- Consignes:
A) D'après le bloc de texte, quel est le taux de jeunes de 15 à 29 ans sans emploi et sans formation en Italie ?
B) Recopiez le passage du bloc de texte qui commence aux mots « La difficile bataille » et s'arrête après les mots « milieu de classement. ».
C) Ces affirmations concordent-elles avec le bloc de texte ? (i) L'Allemagne et l'Autriche figurent en tête du classement de l'enquête PIAC. (ii) La dépendance de la Chine au commerce extérieur exige l'amélioration permanente de sa compétitivité. (iii) En Allemagne, 15 % des jeunes de 15 à 29 ans sont sans emploi et sans formation. Répondez à chacune par oui ou non en citant les mots décisifs du bloc de texte.

- Bloc de texte:
+--
Comme le Japon ou l’Allemagne, la Chine n’a pas d’autre solution que de jouer la carte des exportations pour financer les dépenses générées par le vieillissement de sa population qui affaiblit la demande intérieure. Cette dépendance au commerce extérieur exige l’amélioration permanente de sa compétitivité. La Chine ne peut pas s’exposer à d’importantes rétorsions commerciales de la part des pays importateurs sans risquer de remettre en cause sa croissance. Cette situation pourrait inciter les autorités chinoises à être plus conciliantes sur le terrain de la géopolitique.

La difficile bataille de la formation

La zone euro est très hétérogène en matière de compétences des personnes d’âge actif. Selon l’enquête PIAC de l’OCDE, les pays d’Europe du Sud, France comprise, se clase au-delà de la 21e place quand ceux d’Europe du Nord figurent en tête de classement. L’Allemagne et l’Autriche sont, de leur côté, en milieu de classement.

Les pays dont le niveau de formation est le plus faible sont naturellement ceux qui ont un niveau de compétences des personnes d’âge actif le moins élevé. La France comme les États d’Europe du Sud est mal classée dans l’enquête PISA de l’OCDE.

Les pays d’Europe du Sud se caractérisent également par une proportion élevée de jeunes de 15 à 29 ans sans emploi et sans formation. En France, 16 % des jeunes étaient concernées en 2020. Ce taux est de 25 % en Italie et de 20 % en Espagne. Il est de 10 % en Allemagne. Il y a un lien direct entre le taux d’emploi, le niveau des compétences et la proportion des déscolarisés sans emploi. Les États d’Europe du Nord et de l’Est de l’Europe ont de forts taux d’emploi à la différence des États d’Europe du Sud.
+--
- Entrées présentées:
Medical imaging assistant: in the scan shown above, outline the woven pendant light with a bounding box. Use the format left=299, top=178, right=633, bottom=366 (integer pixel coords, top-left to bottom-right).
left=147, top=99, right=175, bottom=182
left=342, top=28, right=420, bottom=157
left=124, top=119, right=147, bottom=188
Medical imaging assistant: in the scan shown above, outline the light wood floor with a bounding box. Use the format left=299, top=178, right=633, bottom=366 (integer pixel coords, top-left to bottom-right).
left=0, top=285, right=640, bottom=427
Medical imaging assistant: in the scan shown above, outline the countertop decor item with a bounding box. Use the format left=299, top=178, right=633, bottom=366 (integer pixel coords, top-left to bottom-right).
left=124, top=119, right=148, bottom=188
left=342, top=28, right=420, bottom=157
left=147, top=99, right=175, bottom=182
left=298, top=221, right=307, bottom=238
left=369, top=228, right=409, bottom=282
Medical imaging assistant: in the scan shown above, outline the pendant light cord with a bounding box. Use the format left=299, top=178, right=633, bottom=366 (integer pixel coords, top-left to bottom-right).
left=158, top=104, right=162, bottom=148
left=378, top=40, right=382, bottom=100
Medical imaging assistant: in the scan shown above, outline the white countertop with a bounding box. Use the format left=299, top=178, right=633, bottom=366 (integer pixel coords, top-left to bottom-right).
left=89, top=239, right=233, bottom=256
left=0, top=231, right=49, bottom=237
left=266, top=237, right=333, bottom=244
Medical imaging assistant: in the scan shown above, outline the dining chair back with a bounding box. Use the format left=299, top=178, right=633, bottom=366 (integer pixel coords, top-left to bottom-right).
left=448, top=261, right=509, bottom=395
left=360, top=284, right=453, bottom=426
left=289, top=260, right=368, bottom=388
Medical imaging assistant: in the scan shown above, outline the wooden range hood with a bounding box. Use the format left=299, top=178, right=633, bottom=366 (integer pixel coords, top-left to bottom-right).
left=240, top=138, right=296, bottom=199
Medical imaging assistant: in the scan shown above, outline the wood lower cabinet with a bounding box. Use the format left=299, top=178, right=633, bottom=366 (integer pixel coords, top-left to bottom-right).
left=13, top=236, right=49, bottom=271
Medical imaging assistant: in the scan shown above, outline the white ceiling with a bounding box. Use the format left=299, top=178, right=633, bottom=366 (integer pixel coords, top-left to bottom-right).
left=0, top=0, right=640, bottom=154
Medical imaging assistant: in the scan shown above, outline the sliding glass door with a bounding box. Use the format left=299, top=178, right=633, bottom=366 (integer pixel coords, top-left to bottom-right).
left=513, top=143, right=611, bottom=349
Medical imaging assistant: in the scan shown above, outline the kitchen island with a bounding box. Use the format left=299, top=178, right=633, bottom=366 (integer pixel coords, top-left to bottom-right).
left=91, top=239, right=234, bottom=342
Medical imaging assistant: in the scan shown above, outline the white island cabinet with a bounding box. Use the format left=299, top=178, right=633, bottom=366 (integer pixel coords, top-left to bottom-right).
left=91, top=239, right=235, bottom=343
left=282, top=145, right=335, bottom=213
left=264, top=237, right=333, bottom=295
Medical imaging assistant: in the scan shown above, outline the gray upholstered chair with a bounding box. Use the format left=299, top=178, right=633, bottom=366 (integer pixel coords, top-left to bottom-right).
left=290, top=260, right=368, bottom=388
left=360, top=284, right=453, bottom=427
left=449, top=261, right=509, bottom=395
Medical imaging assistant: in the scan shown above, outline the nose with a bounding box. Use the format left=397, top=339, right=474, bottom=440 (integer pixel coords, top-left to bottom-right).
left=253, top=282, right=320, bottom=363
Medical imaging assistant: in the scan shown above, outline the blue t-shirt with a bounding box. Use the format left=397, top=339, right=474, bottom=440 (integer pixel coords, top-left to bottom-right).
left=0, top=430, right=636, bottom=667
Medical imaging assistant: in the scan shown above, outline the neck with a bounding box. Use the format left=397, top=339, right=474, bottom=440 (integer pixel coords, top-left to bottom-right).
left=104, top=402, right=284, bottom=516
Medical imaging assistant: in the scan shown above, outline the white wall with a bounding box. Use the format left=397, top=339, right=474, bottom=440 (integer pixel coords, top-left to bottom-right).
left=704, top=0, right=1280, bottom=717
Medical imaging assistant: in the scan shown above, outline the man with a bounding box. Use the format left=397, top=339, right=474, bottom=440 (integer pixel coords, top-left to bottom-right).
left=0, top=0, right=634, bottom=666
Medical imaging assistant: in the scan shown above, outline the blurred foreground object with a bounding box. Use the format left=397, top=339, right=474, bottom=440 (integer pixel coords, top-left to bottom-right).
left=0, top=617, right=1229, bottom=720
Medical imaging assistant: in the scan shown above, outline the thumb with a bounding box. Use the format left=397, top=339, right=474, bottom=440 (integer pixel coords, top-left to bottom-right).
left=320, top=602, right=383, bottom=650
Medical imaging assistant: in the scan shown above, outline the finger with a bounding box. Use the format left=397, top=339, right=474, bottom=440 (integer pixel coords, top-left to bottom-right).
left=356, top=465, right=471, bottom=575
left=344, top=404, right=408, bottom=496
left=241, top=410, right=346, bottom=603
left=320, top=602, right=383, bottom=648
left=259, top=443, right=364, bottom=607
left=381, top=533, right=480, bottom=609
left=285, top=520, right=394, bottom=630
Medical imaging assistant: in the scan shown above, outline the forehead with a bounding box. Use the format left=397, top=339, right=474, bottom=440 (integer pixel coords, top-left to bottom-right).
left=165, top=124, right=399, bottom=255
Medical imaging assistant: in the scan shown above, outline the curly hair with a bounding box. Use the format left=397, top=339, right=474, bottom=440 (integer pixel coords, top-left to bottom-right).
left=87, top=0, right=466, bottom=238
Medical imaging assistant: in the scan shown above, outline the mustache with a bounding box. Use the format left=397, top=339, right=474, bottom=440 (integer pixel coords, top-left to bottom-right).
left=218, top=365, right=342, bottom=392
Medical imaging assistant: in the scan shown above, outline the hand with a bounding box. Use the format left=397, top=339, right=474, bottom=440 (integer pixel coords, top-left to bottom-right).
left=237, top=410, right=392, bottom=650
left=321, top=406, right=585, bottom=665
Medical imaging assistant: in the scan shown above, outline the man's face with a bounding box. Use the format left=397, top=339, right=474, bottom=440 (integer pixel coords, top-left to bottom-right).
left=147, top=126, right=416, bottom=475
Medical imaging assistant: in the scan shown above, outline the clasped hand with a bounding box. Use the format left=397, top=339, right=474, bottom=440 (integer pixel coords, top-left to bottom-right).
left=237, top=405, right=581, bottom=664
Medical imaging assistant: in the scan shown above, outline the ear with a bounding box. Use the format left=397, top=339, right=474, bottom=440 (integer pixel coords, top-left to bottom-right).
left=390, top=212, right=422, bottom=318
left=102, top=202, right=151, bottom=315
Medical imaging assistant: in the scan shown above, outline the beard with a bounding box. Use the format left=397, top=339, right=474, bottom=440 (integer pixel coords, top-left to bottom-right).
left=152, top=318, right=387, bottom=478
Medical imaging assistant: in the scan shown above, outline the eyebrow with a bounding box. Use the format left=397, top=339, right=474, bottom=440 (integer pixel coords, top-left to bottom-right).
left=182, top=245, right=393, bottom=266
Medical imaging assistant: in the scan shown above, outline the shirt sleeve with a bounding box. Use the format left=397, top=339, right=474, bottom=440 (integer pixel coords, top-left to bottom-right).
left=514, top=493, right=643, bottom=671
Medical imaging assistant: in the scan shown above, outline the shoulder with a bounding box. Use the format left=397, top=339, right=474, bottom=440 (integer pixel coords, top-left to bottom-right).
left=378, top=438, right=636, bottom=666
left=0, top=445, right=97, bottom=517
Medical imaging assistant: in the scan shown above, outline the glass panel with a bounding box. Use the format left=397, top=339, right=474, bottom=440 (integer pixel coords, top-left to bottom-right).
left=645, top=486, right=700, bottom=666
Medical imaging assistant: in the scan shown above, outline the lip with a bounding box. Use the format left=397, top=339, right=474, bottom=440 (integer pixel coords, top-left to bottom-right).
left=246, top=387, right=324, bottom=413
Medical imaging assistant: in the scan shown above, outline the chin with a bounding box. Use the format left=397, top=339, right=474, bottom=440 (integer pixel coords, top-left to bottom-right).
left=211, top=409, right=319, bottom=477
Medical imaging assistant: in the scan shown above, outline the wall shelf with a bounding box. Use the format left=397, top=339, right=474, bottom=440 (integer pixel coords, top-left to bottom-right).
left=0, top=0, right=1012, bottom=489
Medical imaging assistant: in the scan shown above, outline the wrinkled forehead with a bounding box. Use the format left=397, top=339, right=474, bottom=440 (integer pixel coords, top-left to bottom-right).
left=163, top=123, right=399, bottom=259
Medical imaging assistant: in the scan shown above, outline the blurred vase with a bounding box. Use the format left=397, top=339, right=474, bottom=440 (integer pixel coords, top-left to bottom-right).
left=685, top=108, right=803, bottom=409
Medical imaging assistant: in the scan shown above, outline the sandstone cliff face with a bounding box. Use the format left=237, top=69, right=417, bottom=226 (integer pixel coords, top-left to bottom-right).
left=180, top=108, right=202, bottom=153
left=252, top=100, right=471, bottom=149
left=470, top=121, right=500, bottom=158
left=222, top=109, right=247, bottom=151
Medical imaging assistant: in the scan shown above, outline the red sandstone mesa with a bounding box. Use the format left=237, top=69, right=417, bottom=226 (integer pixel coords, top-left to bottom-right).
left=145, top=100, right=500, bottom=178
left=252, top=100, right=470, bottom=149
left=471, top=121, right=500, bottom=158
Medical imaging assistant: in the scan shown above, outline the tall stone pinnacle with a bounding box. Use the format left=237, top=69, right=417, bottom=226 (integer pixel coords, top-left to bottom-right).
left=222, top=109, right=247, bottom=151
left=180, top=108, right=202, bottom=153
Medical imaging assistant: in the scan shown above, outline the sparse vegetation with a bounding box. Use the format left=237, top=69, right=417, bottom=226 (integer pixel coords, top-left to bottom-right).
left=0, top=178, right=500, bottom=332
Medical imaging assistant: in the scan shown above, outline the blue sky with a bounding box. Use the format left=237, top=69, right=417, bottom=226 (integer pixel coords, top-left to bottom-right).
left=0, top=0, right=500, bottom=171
+--
- Corrigé:
A) 25 %.

B)
La difficile bataille de la formation

La zone euro est très hétérogène en matière de compétences des personnes d’âge actif. Selon l’enquête PIAC de l’OCDE, les pays d’Europe du Sud, France comprise, se clase au-delà de la 21e place quand ceux d’Europe du Nord figurent en tête de classement. L’Allemagne et l’Autriche sont, de leur côté, en milieu de classement.

C)
(i) Non : « L’Allemagne et l’Autriche sont, de leur côté, en milieu de classement. »
(ii) Oui : « Cette dépendance au commerce extérieur exige l’amélioration permanente de sa compétitivité. »
(iii) Non : « Il est de 10 % en Allemagne. »